(Extracted entries begins)

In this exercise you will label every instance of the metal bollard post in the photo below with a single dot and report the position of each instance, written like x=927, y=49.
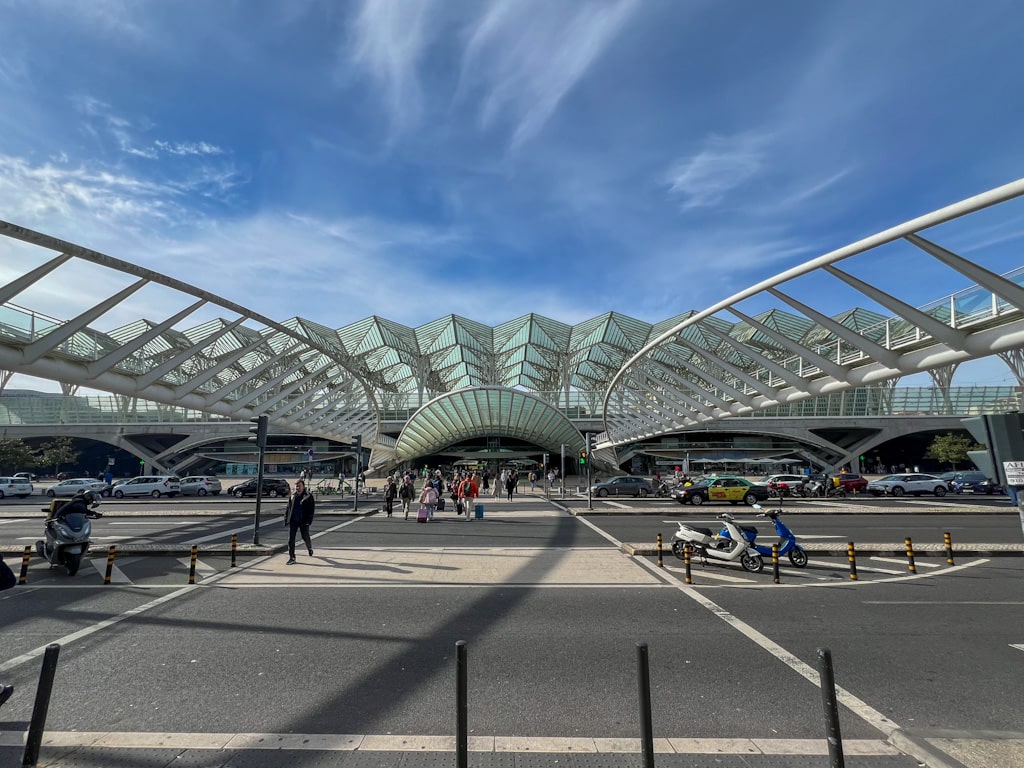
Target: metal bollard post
x=41, y=708
x=834, y=736
x=909, y=556
x=461, y=707
x=26, y=556
x=646, y=727
x=110, y=563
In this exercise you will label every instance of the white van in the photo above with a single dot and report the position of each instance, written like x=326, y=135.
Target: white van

(Extracted entries ends)

Each of the entries above must be copied exactly, but the pictures stay out.

In this exercise you will label every instance of the metal bollard post in the photo below with a single dot and report the position of each instance, written like x=927, y=49.
Target: metal bollard post
x=41, y=708
x=834, y=736
x=909, y=556
x=461, y=707
x=26, y=556
x=646, y=727
x=110, y=563
In this exercise you will label every instance of the white van in the photo above with a single dot and report the position of each instance, written like x=326, y=135.
Target: white van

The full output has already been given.